* GIVEN ENTRIES
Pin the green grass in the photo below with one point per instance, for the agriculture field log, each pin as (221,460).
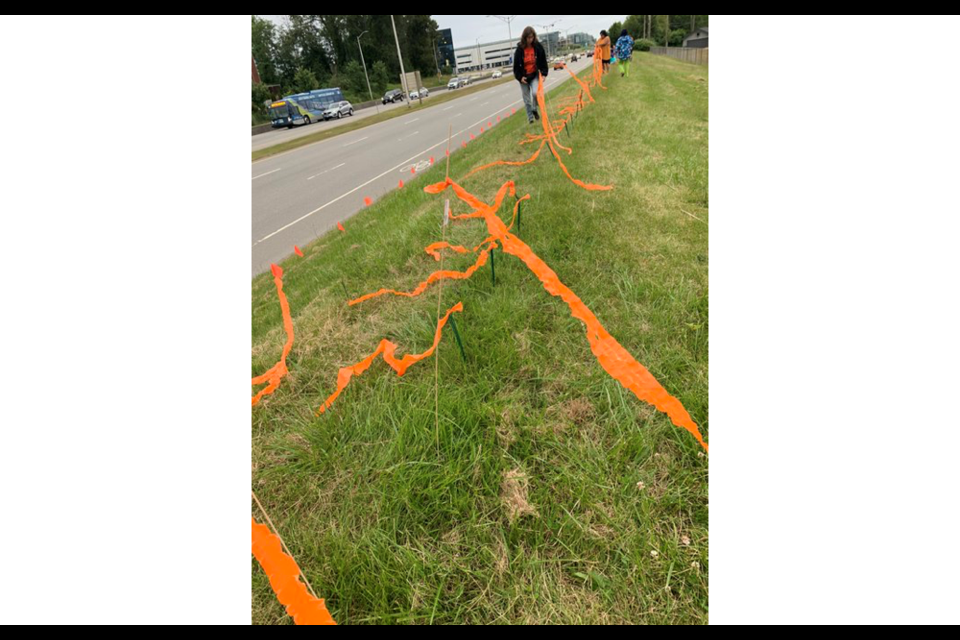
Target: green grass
(446,96)
(391,526)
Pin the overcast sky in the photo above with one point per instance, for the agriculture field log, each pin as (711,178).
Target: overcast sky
(466,29)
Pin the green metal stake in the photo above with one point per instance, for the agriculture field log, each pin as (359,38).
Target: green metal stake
(456,334)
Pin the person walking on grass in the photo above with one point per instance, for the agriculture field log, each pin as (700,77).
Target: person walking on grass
(604,44)
(624,51)
(529,61)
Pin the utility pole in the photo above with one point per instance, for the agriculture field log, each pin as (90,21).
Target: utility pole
(369,90)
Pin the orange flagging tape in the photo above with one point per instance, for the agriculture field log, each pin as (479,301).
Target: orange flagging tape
(285,581)
(387,348)
(615,360)
(551,141)
(433,277)
(277,371)
(508,162)
(550,137)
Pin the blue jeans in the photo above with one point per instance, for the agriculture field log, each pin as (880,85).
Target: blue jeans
(529,93)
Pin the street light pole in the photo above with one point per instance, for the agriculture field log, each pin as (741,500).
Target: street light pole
(508,20)
(362,61)
(403,75)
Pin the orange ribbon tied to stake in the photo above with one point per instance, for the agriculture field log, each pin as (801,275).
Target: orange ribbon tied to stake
(387,349)
(284,575)
(273,376)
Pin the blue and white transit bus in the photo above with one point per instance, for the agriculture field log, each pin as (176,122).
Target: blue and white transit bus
(287,113)
(326,97)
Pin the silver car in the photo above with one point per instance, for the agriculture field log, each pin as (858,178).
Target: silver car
(338,110)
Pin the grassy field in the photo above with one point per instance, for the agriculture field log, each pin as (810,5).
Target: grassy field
(550,493)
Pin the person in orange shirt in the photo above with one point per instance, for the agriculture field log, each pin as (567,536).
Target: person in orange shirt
(604,44)
(529,63)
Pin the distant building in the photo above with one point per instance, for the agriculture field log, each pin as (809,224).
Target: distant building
(445,54)
(697,39)
(500,53)
(485,56)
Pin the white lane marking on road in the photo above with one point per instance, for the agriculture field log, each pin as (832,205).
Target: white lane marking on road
(391,169)
(265,174)
(327,171)
(356,141)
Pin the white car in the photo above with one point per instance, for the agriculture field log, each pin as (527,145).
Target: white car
(338,110)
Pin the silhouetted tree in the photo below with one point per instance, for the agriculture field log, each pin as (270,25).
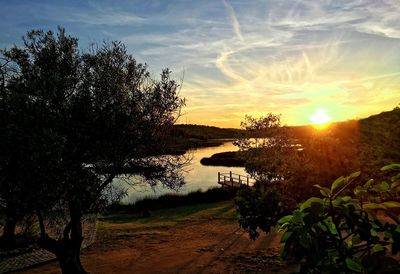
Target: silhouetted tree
(82,119)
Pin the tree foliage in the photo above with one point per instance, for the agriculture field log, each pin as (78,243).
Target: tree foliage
(346,231)
(75,120)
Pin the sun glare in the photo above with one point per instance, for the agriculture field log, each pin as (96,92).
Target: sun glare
(320,118)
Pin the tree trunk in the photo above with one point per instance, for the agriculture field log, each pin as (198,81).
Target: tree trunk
(69,260)
(68,249)
(8,237)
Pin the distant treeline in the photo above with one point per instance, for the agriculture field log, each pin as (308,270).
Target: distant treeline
(186,137)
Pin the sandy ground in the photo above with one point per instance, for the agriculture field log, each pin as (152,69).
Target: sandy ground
(204,246)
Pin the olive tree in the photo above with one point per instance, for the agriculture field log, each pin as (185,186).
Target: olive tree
(87,117)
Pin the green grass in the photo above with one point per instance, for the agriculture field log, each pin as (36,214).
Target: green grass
(168,217)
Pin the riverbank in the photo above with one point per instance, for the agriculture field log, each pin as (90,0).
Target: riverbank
(190,239)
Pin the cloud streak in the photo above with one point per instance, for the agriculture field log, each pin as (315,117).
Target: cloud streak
(245,57)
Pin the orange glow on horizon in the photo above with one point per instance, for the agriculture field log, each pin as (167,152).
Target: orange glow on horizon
(320,119)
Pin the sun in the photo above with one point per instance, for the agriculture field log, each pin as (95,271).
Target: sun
(320,118)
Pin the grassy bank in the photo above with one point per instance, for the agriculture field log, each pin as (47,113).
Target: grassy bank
(228,159)
(168,201)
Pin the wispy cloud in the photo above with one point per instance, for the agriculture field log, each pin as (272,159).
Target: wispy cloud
(234,21)
(245,57)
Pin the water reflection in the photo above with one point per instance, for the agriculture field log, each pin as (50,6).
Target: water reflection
(197,176)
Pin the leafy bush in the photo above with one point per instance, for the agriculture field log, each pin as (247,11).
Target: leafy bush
(212,195)
(259,209)
(346,231)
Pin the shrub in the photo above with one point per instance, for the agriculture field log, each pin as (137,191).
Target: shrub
(346,231)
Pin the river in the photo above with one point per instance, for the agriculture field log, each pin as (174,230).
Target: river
(196,176)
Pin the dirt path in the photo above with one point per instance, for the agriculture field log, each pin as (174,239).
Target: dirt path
(205,246)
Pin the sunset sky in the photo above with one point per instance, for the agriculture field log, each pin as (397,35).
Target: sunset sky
(296,58)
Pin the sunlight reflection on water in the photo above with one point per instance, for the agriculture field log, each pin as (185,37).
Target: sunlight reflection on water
(197,176)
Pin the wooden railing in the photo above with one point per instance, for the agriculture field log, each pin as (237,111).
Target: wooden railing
(234,180)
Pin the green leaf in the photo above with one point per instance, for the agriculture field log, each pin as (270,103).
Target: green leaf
(307,203)
(360,191)
(285,219)
(337,183)
(373,206)
(356,239)
(368,183)
(391,204)
(353,175)
(377,248)
(353,265)
(326,192)
(331,226)
(382,187)
(286,236)
(390,167)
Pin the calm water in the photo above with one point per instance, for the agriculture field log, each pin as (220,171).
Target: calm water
(197,176)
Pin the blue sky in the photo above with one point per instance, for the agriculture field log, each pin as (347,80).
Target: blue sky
(244,57)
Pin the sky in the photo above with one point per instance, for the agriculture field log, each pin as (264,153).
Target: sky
(238,57)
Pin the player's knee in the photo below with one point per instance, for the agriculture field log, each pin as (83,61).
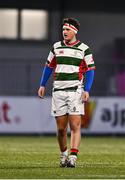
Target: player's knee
(61,132)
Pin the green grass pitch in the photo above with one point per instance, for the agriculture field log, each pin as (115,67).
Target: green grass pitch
(38,158)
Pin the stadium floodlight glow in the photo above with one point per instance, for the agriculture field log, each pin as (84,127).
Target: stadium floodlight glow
(34,24)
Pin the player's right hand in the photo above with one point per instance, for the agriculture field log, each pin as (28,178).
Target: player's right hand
(41,91)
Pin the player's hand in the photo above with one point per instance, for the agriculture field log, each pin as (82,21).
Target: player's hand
(85,96)
(41,92)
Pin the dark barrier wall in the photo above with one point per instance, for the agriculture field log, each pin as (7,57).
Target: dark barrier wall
(21,63)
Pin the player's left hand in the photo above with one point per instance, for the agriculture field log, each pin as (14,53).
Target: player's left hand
(85,96)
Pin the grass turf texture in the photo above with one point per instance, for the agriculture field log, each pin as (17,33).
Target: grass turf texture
(38,158)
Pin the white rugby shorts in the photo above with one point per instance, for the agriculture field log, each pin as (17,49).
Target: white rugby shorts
(67,102)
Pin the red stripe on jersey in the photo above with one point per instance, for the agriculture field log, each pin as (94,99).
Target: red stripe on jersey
(52,64)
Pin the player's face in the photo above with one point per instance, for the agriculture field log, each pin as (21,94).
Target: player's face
(68,34)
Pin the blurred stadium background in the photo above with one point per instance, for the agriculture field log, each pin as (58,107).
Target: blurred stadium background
(27,31)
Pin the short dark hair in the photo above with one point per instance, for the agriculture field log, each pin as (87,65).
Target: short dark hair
(71,21)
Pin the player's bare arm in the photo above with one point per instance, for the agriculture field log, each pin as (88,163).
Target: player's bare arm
(41,91)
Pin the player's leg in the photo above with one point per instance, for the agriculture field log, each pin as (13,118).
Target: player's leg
(62,123)
(75,126)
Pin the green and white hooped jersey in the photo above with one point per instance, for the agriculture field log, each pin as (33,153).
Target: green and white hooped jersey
(70,63)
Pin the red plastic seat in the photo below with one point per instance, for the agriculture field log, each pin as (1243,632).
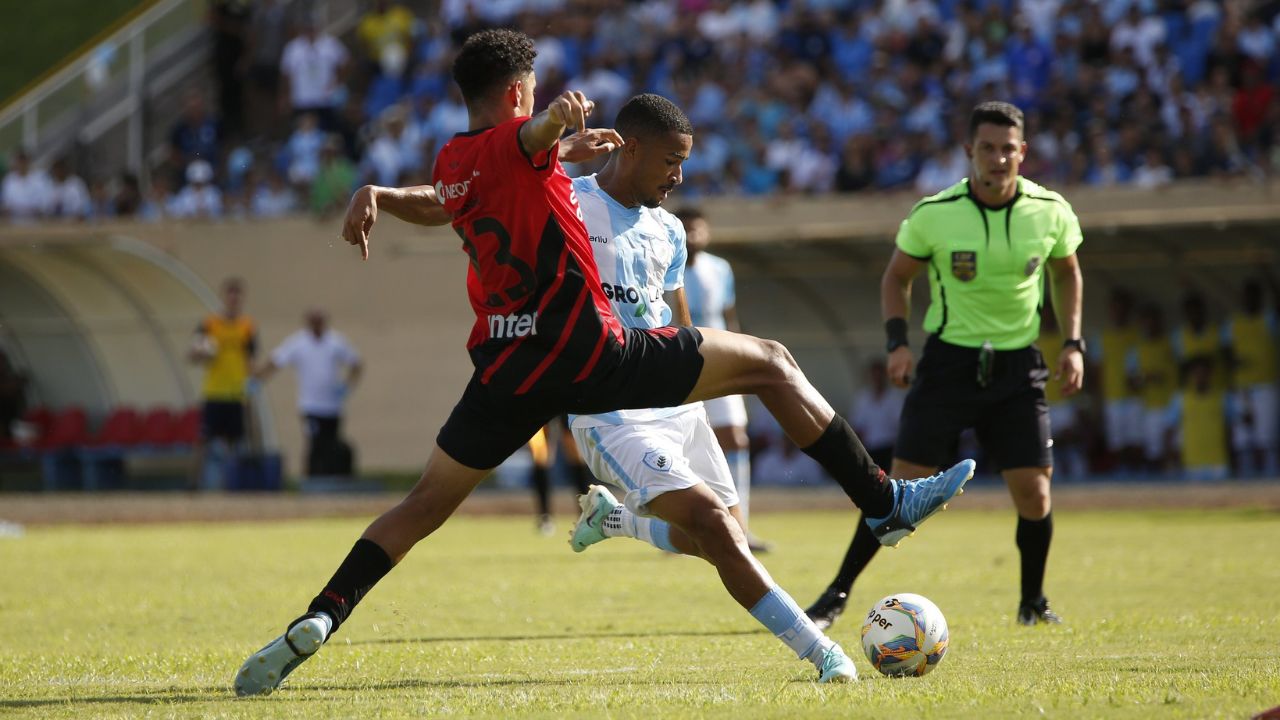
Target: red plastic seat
(122,428)
(187,427)
(68,428)
(159,427)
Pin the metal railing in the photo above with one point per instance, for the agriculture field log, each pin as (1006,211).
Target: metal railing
(104,86)
(113,81)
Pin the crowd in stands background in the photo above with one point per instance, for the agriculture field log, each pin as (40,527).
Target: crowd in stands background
(787,96)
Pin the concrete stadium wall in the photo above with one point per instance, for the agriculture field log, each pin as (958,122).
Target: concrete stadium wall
(103,320)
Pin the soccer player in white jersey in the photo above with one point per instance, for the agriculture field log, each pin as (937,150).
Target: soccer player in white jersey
(712,304)
(679,490)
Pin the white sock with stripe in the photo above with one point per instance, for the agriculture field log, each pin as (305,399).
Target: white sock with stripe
(626,524)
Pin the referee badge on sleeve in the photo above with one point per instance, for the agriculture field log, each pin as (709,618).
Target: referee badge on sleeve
(964,264)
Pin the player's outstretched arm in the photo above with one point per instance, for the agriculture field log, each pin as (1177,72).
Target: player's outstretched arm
(543,131)
(1068,288)
(679,304)
(896,306)
(416,205)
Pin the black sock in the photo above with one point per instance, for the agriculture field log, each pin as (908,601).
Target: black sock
(581,478)
(862,548)
(1033,538)
(543,490)
(842,455)
(359,573)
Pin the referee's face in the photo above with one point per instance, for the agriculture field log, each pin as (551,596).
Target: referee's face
(995,154)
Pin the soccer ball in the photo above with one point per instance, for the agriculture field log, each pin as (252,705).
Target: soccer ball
(905,634)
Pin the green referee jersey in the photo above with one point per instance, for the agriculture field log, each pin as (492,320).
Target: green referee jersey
(987,264)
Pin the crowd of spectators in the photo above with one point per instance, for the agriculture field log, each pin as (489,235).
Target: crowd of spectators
(787,96)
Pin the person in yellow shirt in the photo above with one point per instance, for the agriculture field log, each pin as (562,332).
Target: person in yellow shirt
(385,33)
(1253,337)
(1124,417)
(224,346)
(1156,372)
(1202,423)
(1200,337)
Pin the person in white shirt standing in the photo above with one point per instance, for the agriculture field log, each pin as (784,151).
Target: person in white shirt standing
(713,304)
(312,68)
(26,192)
(327,367)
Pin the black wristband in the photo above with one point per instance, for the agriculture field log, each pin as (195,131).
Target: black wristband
(895,332)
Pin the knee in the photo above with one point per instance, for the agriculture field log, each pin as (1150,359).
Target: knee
(781,365)
(714,531)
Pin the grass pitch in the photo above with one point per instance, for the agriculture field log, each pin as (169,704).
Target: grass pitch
(1170,614)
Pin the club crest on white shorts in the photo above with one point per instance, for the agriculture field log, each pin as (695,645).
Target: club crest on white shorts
(657,460)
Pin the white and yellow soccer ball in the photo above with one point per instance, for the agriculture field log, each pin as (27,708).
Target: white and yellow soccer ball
(905,634)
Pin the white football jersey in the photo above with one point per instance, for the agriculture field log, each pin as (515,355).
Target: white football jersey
(640,254)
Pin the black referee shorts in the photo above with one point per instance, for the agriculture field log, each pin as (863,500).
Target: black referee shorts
(653,368)
(1010,415)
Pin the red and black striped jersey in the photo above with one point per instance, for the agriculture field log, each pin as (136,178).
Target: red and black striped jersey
(540,311)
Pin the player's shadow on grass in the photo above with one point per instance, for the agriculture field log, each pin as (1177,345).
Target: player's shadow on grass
(141,697)
(561,637)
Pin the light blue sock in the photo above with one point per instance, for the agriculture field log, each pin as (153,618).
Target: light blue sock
(784,618)
(659,532)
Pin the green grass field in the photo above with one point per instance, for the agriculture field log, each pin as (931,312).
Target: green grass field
(1169,614)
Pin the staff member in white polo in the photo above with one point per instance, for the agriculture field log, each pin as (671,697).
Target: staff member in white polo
(327,368)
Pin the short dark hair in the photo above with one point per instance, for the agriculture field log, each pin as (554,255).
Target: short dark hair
(997,114)
(492,59)
(689,213)
(650,114)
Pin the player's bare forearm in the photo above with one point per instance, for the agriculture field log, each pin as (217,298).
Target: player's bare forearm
(896,286)
(1068,286)
(544,130)
(416,205)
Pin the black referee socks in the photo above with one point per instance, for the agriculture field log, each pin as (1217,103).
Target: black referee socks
(842,455)
(1033,538)
(359,573)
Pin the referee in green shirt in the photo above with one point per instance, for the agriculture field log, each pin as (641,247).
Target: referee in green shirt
(984,244)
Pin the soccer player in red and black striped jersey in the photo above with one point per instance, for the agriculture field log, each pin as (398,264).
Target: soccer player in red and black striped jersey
(545,341)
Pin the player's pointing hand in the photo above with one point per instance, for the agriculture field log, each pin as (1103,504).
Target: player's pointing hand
(571,109)
(361,215)
(589,144)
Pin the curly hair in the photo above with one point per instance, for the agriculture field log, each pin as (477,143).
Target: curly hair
(490,60)
(997,114)
(652,114)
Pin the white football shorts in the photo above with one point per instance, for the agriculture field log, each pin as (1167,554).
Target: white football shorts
(656,456)
(728,411)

* ASSIGNMENT
Give back, unchanged, every line from the one with "Pin the black referee socks" to the end of the entries above.

* YOUR SOLUTION
Pin the black referee socks in the photo above with one point per instance, for the agriculture field log, each pin as (1217,103).
Target: black referee socks
(842,455)
(1033,538)
(359,573)
Pin the referee in green shirt in the photo above with one point per instance, for the agriculture field log, each pin as (641,247).
Target: referee in green shirt
(984,244)
Pin the soccer player in red and black striped jersey in the photo above with one point per instance, for the agriculture field log, each pin as (398,264).
Target: soccer player in red and black striped jersey
(545,341)
Pin the player's pointing hand in the photo above with one point per instance, for the agriculture field log, each pin as (1103,504).
Target: player's pointing hand
(571,109)
(361,215)
(589,144)
Pin the curly hair in the photo above with one point per instance, for the agriculture field log, each pin as (477,143).
Target: curly hair
(490,60)
(997,114)
(652,114)
Pin the white football shorts in the photo above with one point per instance, for the agriculture field log, each pin as (1167,554).
Target: white football shorts
(656,456)
(728,411)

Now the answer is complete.